**Material provided:**
=======

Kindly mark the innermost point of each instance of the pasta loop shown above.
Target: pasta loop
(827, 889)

=======

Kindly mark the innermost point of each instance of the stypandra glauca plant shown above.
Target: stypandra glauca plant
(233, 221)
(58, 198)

=======

**What needs to be done:** Gather each line of the records above that contains the word "shown". Case counts.

**Response to the exercise:**
Kindly mark the innermost point of each instance of the pasta loop shown above.
Kindly mark the innermost point of each instance of the stypandra glauca plant shown above.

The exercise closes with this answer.